In the material below, the lines from the one containing "Where can the polytunnel" through the one containing "-- a row prints like pixel 345 456" are to be given again exactly, ends included, and no others.

▸ **Data in this exercise**:
• • • •
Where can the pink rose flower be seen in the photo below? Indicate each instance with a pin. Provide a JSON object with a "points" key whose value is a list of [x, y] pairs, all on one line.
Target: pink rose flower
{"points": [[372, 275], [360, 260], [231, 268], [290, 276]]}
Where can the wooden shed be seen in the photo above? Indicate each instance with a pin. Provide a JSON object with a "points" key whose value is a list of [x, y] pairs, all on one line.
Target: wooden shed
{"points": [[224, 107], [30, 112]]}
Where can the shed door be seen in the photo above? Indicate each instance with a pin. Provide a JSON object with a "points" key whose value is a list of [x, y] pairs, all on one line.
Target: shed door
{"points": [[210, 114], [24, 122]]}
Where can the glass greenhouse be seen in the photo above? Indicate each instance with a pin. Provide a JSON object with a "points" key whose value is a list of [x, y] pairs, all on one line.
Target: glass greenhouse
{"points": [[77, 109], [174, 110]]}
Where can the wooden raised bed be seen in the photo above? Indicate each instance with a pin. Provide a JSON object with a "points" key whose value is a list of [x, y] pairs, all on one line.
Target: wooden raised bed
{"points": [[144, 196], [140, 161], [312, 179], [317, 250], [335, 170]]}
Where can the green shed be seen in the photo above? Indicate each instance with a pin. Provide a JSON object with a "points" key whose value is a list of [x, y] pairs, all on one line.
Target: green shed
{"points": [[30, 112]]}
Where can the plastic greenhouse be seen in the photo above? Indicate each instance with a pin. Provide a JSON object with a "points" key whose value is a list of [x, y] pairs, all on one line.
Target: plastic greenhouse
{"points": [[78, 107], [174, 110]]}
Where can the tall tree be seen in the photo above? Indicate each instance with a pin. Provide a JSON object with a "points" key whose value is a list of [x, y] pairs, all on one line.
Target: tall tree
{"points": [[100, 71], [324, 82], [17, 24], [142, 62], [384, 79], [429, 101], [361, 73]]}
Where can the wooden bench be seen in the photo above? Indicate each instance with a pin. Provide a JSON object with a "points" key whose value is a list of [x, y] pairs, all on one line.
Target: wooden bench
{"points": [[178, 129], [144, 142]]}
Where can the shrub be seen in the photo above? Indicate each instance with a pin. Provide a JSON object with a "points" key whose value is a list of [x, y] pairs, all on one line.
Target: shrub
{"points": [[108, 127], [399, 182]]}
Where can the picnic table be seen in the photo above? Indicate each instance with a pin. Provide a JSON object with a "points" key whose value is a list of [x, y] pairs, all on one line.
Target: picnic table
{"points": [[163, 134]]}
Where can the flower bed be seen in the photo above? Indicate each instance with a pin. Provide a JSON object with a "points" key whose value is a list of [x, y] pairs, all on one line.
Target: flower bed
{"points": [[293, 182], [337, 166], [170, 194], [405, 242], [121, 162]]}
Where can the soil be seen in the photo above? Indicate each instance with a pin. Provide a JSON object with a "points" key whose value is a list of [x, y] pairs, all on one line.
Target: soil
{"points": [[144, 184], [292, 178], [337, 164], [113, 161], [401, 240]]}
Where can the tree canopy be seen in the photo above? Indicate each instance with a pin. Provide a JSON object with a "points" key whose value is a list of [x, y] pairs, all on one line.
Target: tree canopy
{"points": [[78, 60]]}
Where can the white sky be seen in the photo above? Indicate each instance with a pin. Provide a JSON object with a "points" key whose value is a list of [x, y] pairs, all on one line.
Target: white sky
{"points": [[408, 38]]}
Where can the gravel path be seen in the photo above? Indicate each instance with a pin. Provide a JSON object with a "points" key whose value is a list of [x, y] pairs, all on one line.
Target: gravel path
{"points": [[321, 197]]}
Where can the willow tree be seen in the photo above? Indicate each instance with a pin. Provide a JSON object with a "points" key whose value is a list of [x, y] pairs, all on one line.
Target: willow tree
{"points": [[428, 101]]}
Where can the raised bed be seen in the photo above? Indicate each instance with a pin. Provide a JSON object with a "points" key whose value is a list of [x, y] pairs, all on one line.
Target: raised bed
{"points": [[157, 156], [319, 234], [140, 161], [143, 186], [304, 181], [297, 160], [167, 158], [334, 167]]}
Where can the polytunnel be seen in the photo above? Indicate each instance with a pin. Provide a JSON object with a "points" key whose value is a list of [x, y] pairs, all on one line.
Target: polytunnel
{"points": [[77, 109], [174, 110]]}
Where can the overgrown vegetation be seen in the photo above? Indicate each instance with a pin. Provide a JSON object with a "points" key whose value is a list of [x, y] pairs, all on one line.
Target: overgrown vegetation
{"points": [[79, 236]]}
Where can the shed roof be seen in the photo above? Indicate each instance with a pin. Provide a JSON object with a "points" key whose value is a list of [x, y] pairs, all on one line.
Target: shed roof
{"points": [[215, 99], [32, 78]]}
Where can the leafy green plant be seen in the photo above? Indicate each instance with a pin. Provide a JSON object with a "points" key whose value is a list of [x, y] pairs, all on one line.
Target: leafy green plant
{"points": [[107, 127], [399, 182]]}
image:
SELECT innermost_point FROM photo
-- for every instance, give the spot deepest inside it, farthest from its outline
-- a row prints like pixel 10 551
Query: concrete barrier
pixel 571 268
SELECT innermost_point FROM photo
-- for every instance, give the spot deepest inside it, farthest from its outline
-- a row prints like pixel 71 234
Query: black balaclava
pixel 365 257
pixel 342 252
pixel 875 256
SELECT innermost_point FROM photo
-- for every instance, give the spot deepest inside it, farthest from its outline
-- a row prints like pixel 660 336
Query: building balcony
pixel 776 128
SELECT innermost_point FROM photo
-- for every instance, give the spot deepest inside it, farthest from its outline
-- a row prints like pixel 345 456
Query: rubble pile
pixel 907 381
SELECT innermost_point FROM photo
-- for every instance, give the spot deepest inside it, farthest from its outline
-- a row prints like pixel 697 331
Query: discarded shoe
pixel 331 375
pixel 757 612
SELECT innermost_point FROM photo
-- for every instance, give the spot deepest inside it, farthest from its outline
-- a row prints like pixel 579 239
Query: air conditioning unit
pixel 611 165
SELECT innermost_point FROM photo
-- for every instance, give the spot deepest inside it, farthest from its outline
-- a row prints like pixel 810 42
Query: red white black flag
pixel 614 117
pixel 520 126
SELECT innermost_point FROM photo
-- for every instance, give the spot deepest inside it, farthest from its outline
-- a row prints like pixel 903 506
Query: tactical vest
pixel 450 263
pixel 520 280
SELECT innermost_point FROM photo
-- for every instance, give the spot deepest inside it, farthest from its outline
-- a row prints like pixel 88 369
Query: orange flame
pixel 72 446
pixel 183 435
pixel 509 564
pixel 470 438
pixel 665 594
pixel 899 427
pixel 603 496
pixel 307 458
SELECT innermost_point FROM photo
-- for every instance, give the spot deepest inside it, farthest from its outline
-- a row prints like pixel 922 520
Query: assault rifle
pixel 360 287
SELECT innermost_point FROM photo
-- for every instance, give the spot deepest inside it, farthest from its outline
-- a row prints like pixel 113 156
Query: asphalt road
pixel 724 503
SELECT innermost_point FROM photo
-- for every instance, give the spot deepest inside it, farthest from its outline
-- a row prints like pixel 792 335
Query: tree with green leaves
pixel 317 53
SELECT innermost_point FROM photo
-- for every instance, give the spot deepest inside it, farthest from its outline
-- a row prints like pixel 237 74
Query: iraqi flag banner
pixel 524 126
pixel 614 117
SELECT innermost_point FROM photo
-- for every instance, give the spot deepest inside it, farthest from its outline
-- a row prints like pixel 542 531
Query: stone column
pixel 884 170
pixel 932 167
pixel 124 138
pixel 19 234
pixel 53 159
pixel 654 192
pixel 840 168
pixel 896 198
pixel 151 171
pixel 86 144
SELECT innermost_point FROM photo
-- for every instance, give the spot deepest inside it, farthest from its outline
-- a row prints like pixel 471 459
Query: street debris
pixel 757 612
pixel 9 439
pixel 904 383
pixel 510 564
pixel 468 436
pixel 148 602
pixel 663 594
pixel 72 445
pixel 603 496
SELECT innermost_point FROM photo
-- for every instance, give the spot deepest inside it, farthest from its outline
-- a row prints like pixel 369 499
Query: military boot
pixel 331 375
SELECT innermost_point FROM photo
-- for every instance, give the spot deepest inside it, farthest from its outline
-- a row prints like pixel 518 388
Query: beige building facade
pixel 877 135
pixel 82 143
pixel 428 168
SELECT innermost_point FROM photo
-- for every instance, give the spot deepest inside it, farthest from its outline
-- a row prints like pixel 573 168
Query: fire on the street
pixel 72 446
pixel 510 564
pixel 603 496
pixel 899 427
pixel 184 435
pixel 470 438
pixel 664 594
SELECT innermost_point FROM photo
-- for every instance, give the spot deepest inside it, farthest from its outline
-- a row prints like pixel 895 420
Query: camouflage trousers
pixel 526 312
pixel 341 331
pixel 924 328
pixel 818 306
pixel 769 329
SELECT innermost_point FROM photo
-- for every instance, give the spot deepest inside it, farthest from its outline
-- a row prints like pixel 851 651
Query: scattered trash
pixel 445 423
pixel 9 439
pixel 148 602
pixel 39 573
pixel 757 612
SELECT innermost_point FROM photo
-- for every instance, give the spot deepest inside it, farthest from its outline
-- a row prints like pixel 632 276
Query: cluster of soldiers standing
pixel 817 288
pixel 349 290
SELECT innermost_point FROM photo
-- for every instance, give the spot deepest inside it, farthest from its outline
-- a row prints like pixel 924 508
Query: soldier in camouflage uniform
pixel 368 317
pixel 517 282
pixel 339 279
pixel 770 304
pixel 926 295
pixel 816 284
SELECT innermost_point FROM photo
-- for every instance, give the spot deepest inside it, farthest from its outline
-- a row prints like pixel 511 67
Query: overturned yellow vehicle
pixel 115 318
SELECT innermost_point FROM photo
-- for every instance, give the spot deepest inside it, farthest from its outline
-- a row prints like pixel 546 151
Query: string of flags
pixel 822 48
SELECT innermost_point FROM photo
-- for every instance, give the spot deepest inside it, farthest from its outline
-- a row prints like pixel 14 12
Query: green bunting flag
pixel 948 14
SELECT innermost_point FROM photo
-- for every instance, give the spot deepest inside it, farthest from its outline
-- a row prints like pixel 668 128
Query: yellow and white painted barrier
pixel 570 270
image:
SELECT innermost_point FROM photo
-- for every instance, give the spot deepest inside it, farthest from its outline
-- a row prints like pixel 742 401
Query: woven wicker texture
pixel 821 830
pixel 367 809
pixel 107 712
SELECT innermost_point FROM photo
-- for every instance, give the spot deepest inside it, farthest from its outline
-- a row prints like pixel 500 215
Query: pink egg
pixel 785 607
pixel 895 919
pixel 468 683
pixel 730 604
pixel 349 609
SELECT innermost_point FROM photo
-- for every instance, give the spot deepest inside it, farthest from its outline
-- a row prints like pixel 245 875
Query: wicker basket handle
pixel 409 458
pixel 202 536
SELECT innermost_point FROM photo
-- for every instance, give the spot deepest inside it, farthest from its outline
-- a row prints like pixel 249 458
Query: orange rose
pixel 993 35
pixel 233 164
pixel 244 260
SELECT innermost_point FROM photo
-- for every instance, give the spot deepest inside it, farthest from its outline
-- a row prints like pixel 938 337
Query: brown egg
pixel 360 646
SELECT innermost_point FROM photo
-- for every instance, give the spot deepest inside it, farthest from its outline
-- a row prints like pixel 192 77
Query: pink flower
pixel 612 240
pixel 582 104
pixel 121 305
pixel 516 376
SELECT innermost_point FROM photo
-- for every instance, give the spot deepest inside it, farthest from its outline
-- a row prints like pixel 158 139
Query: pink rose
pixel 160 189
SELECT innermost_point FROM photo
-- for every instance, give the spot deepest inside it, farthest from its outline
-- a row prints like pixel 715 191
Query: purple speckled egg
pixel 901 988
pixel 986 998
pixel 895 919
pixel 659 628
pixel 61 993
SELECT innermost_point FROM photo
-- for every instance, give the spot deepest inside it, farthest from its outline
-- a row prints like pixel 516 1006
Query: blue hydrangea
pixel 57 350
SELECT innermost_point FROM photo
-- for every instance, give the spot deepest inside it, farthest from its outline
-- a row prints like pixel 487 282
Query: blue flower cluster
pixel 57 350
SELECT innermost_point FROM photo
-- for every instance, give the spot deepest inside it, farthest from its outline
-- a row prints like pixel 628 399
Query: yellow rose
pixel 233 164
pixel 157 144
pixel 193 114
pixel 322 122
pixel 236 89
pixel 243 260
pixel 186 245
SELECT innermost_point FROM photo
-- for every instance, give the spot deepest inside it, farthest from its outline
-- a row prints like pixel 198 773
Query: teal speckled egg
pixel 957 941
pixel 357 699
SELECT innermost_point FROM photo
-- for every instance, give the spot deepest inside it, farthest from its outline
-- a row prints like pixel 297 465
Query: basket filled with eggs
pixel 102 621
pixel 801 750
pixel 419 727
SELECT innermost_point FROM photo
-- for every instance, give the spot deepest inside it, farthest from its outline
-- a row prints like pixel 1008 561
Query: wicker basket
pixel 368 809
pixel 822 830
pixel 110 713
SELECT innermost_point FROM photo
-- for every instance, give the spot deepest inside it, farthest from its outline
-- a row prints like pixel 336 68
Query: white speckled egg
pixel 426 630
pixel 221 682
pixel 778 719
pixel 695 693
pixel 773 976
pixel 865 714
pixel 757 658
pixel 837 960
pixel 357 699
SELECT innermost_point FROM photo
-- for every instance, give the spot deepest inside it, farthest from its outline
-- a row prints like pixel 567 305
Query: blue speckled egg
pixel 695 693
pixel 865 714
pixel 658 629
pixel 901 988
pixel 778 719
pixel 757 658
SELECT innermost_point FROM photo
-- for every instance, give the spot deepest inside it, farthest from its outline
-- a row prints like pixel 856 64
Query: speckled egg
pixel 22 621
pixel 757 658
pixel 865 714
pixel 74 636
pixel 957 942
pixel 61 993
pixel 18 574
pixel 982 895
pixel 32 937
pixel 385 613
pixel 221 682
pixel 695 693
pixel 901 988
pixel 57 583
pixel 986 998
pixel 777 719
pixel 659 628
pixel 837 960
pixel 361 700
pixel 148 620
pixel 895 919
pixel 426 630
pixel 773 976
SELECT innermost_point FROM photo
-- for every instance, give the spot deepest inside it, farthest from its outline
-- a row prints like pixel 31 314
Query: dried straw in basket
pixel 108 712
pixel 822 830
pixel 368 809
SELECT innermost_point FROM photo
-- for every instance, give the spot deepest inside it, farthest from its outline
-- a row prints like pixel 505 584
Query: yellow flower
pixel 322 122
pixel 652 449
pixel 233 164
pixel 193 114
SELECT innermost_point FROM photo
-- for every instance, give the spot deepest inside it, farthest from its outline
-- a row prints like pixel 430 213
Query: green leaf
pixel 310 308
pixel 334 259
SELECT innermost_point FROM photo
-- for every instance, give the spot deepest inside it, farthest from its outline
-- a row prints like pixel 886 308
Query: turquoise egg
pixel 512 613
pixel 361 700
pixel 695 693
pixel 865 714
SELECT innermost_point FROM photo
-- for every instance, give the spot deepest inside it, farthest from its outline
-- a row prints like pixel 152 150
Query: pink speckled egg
• • • •
▸ **Written answer**:
Where can the polytunnel be seen in the photo above? Indicate each instance with a pin. Provide a JSON object with a "points" key whose value is a list of [x, y] pairs, all on one line.
Target: polytunnel
{"points": [[77, 109], [174, 110]]}
Where can the overgrown vegetation be seen in the photo above? Indicate each instance with a pin. Provide a JSON object with a "points" key whose value is a list of [x, y] pairs, all on one line.
Target: overgrown vegetation
{"points": [[79, 236]]}
Where can the shed roof be seen in the photo above? Indicate each instance with a pin. Provide a JSON object with a "points" key whose value is a list of [x, y] pairs, all on one line.
Target: shed roof
{"points": [[215, 99], [32, 78]]}
Where can the leafy green plant be seen in the photo above? Indicate each instance with a pin. Provide a JSON object with a "points" key whose value is a list of [x, y] pairs, all on one line.
Target: leafy green plant
{"points": [[107, 127], [399, 182]]}
image:
SELECT innermost_point FROM photo
-- for every instance, give the spot deepest inside it, farthest from its outline
-- a row prints like pixel 10 551
Query: concrete barrier
pixel 571 268
SELECT innermost_point FROM photo
-- for every instance, give the spot deepest inside it, farthest from its outline
-- a row prints like pixel 71 234
Query: black balaclava
pixel 365 257
pixel 342 252
pixel 875 256
SELECT innermost_point FROM photo
-- for every instance, give the spot deepest inside it, farthest from its outline
-- a row prints like pixel 660 336
Query: building balcony
pixel 776 128
SELECT innermost_point FROM photo
-- for every instance, give the spot deepest inside it, farthest from its outline
-- a row prints like pixel 345 456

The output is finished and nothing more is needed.